* TASK PROMPT: Copy exactly, please, the lines of the data from its start through the line containing "the window with a single pin each".

== == ==

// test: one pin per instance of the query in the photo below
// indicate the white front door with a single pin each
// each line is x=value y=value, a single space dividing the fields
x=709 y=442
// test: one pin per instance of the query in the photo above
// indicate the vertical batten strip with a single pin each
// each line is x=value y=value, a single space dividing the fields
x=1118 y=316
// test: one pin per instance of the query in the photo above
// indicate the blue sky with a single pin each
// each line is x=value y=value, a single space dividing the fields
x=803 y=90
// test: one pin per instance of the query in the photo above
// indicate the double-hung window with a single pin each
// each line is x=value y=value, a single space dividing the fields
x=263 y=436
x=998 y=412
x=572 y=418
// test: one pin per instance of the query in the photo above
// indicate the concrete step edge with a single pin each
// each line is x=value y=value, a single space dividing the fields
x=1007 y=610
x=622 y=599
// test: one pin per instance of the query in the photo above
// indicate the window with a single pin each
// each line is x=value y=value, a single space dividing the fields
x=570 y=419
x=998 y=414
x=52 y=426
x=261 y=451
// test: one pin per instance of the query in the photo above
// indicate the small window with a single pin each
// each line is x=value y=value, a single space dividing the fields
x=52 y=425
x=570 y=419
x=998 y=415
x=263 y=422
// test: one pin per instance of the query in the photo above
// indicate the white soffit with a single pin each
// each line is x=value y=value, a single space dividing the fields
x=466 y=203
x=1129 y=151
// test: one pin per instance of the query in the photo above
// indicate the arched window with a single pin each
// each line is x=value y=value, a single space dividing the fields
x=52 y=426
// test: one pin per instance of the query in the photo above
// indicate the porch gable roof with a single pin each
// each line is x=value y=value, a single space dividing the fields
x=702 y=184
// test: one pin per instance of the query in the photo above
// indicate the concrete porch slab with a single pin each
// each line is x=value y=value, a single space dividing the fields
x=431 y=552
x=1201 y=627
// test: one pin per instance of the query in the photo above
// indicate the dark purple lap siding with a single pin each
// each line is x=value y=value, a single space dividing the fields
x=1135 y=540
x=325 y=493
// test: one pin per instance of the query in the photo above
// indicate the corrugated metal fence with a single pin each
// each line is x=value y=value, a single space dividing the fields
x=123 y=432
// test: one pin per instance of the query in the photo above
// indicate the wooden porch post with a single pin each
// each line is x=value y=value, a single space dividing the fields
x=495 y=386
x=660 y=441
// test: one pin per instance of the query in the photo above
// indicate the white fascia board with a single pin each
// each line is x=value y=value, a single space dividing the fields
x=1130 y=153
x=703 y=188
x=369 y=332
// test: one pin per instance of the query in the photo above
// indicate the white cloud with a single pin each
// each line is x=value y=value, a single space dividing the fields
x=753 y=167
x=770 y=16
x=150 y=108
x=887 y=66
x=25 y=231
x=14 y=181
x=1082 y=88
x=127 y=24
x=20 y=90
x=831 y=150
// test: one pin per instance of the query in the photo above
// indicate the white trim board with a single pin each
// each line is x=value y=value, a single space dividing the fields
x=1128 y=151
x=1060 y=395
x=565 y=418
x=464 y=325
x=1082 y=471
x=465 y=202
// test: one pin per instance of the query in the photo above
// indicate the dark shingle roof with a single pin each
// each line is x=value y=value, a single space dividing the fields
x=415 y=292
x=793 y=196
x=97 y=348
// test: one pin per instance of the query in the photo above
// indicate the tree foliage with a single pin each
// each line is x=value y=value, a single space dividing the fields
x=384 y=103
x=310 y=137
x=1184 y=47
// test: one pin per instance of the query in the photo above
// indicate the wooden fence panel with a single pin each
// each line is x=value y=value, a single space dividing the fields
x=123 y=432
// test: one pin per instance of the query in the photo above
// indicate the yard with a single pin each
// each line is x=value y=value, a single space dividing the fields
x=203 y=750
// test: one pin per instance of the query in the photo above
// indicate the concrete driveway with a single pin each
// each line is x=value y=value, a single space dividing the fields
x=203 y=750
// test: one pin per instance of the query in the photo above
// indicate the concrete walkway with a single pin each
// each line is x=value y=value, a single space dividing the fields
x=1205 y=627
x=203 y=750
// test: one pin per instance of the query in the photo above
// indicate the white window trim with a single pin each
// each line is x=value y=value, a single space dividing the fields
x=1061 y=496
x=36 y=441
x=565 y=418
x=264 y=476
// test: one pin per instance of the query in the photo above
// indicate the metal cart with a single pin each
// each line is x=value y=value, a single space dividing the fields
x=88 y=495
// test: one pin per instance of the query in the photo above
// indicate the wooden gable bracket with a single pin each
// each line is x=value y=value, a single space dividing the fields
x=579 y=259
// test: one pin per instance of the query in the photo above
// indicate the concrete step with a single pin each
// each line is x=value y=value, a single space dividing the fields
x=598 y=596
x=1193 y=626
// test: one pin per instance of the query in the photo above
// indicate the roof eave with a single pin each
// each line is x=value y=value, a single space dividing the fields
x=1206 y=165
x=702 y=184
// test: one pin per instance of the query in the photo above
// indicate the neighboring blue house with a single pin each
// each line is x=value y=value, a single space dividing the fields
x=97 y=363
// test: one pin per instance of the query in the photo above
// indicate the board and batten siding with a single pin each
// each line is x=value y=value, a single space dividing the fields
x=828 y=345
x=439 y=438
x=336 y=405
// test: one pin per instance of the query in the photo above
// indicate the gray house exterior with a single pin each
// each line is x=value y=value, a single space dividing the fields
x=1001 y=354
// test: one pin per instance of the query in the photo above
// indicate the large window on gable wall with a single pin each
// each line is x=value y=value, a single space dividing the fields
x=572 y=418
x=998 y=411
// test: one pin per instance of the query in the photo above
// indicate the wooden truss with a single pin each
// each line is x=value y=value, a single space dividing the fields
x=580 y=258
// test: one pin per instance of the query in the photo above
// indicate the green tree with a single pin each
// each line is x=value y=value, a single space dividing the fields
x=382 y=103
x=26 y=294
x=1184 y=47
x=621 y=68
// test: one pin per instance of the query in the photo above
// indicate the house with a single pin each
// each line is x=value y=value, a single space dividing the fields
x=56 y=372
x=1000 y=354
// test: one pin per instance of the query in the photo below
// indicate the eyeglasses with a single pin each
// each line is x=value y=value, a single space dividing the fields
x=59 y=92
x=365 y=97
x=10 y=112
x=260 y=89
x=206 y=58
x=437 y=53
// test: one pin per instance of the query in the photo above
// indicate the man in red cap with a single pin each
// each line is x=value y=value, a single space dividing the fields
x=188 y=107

== == ==

* TASK RESPONSE:
// test: one pin per instance of the query in the photo below
// indicate the white front door with a single pin each
// each line is x=value y=value, a single space dividing the fields
x=709 y=442
// test: one pin per instance of the query in the photo above
// indicate the vertical batten strip with a single pin each
// each line is x=value y=value, a single space dividing the fields
x=1118 y=316
// test: one pin per instance of the query in the photo above
// indicate the blue sky with a single pin each
// each line is x=value y=value, a single space dividing the fields
x=803 y=90
// test: one pin per instance of the query in the photo above
// indicate the double-hung window with a single pin each
// each line is x=value y=value, a single space dividing the fields
x=263 y=436
x=998 y=412
x=572 y=418
// test: one pin per instance of the query in the photo above
// indicate the concrete step edge with a single pin each
// each line is x=value y=value, a single space dividing the fields
x=1007 y=610
x=622 y=599
// test: one pin per instance of the query in the photo above
// indicate the window with a single pin each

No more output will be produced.